Selected passage -
:::
Operations Guide

     Previous  Next    Open TOC in new window    View as PDF - New Window  Get Adobe Reader - New Window
Content starts here

Avoiding and Recovering From Server Failures

A variety of events can lead to the failure of a server instance. Often one failure condition leads to another. Loss of power, hardware malfunction, operating system crashes, network partitions, or unexpected application behavior may each contribute to the failure of a server instance.

WebLogic SIP Server uses a highly clustered architecture as the basis for minimizing the impact of failure events. However, even in a clustered environment it is important to prepare for a sound recovery process in the event that an engine tier server, data tier server, or Diameter relay node were to suddenly fail.

The following sections provide information and procedures for recovering failed server instances:

 


Failure Prevention and Recovery Features

WebLogic SIP Server provides several features that facilitate recovery from and protection against server failure.

Overload Protection

WebLogic SIP Server detects increases in system load that could affect the performance and stability of deployed SIP Servlets, and automatically throttles message processing at predefined load thresholds.

Using overload protection helps you avoid failures that could result from unanticipated levels of application traffic or resource utilization.
:::
Extracted data -
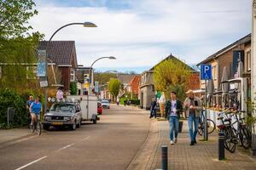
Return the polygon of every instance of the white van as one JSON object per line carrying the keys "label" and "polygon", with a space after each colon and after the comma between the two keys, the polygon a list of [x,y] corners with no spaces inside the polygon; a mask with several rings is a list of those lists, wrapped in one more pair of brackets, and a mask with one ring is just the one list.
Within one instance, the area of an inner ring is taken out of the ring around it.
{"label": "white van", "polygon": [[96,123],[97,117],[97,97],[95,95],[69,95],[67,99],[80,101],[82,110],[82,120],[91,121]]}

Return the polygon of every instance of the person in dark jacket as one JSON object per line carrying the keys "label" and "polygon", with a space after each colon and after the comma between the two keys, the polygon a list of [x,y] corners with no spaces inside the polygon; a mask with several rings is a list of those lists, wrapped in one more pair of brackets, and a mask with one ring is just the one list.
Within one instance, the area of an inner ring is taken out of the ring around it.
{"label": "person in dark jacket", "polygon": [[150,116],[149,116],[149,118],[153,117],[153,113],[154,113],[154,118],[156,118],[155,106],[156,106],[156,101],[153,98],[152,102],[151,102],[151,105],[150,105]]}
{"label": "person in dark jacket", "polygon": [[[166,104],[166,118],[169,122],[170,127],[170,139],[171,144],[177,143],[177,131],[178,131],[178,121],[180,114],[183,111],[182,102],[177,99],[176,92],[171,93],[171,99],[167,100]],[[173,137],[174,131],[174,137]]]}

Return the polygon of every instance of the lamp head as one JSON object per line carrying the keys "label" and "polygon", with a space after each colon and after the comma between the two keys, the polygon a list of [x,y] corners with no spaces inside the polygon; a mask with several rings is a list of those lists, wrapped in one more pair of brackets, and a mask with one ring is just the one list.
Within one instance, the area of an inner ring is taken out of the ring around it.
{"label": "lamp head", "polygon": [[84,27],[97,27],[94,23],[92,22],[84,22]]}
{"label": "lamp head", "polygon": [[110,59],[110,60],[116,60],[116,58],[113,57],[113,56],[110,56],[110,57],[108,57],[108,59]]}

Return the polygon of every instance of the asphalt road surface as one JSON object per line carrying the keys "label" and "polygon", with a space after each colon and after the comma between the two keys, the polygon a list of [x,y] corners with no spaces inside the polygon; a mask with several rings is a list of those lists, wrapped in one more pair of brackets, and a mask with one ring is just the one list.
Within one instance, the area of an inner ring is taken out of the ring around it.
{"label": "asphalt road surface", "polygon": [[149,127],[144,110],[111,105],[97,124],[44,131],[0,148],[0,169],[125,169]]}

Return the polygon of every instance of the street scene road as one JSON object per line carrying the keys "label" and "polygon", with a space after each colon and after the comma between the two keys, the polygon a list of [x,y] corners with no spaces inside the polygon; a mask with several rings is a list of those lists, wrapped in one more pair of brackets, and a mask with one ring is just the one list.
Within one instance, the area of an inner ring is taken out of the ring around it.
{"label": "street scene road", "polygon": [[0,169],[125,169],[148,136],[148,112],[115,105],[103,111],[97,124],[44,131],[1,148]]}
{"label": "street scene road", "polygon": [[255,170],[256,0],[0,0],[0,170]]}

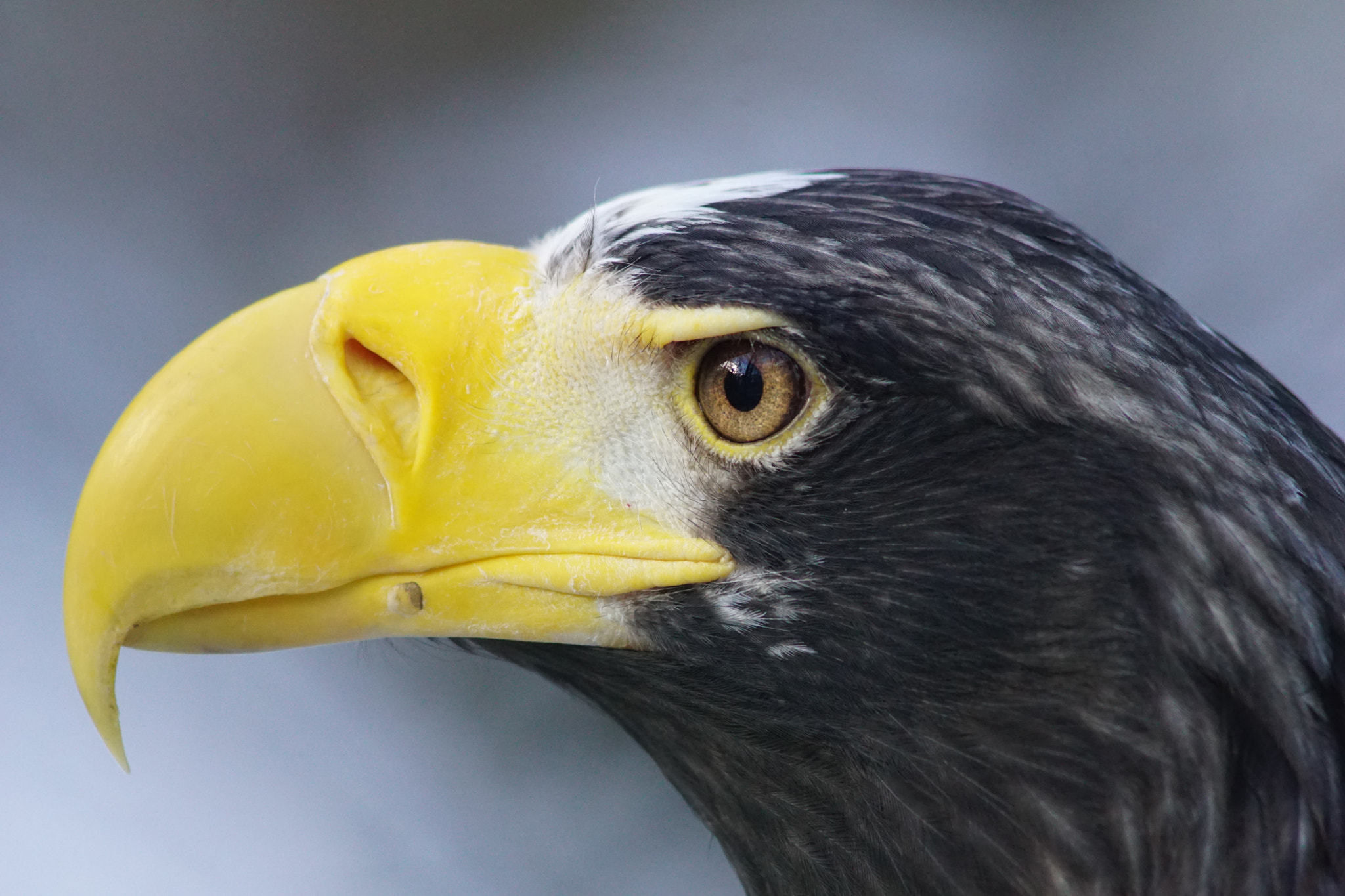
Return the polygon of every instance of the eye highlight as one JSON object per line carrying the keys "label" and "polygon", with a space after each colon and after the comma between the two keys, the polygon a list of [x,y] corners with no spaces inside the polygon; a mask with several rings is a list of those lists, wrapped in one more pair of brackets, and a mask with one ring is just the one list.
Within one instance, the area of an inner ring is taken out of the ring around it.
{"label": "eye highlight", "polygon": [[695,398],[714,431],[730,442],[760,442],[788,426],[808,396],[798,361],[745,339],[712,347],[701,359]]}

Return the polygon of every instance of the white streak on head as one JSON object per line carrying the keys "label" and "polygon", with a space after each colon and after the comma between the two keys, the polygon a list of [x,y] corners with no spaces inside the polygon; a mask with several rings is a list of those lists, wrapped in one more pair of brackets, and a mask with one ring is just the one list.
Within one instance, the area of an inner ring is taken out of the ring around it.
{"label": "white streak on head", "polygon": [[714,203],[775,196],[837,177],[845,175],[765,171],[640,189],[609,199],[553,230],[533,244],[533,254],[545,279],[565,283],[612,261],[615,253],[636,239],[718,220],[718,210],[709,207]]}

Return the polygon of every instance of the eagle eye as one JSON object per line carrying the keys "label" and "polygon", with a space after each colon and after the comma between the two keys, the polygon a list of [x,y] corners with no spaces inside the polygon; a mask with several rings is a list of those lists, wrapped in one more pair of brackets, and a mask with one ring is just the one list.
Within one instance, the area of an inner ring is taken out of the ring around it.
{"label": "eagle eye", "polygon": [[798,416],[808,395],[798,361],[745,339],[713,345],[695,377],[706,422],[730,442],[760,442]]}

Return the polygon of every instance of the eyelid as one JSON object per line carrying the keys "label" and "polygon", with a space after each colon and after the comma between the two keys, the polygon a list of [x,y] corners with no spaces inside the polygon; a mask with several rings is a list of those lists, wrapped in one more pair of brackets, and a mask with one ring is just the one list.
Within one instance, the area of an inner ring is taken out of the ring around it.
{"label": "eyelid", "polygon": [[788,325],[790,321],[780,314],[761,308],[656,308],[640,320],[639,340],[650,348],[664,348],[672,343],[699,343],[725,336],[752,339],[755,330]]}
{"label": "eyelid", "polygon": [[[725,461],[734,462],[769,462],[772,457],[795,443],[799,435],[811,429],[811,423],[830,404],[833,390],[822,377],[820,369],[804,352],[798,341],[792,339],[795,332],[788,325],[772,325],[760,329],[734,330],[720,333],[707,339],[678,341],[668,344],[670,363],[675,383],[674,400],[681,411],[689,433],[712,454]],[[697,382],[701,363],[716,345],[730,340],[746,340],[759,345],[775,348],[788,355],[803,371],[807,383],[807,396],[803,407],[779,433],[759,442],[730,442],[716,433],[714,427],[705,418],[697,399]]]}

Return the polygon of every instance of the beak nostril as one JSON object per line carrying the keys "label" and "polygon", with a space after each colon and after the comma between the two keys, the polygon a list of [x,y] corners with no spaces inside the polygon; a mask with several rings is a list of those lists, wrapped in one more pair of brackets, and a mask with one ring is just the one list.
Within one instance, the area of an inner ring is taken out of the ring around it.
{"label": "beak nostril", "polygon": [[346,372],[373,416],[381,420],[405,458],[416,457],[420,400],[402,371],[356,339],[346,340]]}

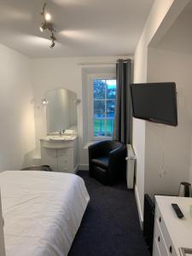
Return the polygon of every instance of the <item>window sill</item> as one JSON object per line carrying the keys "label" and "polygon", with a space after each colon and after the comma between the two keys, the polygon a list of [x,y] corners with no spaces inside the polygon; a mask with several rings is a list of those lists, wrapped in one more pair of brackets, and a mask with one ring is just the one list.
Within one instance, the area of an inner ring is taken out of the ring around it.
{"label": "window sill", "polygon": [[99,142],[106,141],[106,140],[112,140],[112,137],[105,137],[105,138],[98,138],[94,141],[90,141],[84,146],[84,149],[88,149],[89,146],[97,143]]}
:::
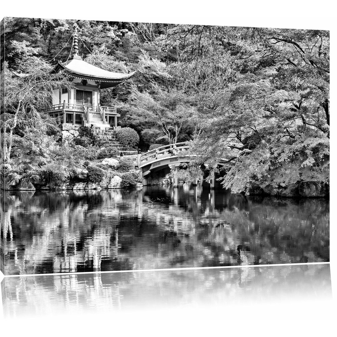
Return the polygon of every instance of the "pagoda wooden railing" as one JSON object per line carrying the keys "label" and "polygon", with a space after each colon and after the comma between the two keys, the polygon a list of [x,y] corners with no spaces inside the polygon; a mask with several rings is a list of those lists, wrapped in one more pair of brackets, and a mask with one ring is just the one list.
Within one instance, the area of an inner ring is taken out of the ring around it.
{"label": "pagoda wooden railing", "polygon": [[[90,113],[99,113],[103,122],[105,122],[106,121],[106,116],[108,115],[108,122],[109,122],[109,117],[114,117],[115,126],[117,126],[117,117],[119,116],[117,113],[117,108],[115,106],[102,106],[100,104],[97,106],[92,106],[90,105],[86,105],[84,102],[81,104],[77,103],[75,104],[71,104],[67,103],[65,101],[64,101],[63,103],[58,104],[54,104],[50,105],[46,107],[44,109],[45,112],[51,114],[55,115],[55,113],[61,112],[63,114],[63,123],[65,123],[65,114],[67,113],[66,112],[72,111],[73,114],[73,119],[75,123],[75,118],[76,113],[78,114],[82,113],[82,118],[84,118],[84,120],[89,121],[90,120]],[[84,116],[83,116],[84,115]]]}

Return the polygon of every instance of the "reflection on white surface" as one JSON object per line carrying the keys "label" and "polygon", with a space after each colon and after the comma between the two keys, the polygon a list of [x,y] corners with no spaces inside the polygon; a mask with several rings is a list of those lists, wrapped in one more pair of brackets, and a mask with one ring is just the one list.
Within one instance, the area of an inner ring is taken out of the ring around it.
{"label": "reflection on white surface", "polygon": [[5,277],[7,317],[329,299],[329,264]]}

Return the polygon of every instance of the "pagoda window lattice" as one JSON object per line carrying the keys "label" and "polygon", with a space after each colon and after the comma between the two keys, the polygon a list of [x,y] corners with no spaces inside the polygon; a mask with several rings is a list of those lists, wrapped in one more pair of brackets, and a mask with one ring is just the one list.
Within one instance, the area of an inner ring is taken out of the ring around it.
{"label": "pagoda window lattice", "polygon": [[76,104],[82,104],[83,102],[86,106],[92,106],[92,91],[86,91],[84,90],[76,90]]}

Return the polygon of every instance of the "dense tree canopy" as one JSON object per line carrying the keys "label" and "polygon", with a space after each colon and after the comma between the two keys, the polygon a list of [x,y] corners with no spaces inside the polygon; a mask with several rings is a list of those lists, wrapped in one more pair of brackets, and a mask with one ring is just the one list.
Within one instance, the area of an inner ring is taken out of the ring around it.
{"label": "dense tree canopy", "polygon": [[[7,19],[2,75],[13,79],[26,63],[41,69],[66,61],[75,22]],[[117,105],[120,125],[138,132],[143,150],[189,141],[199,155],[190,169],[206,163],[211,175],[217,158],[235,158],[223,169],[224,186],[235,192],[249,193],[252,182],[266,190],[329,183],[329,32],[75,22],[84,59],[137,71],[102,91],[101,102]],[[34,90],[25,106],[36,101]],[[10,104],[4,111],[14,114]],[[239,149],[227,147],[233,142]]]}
:::
Required tasks -
- 1) From the operations guide excerpt, return verbatim the part that opens with the words containing "Failure Prevention and" and closes with "or resource utilization.".
- 2) In the operations guide excerpt, what does WebLogic SIP Server use as the basis for minimizing the impact of failure events?
- 3) List every event that the operations guide excerpt says may contribute to the failure of a server instance.

Responses to the exercise -
- 1)
Failure Prevention and Recovery Features

WebLogic SIP Server provides several features that facilitate recovery from and protection against server failure.

Overload Protection

WebLogic SIP Server detects increases in system load that could affect the performance and stability of deployed SIP Servlets, and automatically throttles message processing at predefined load thresholds.

Using overload protection helps you avoid failures that could result from unanticipated levels of application traffic or resource utilization.

- 2) A highly clustered architecture.

- 3)
- Loss of power
- Hardware malfunction
- Operating system crashes
- Network partitions
- Unexpected application behavior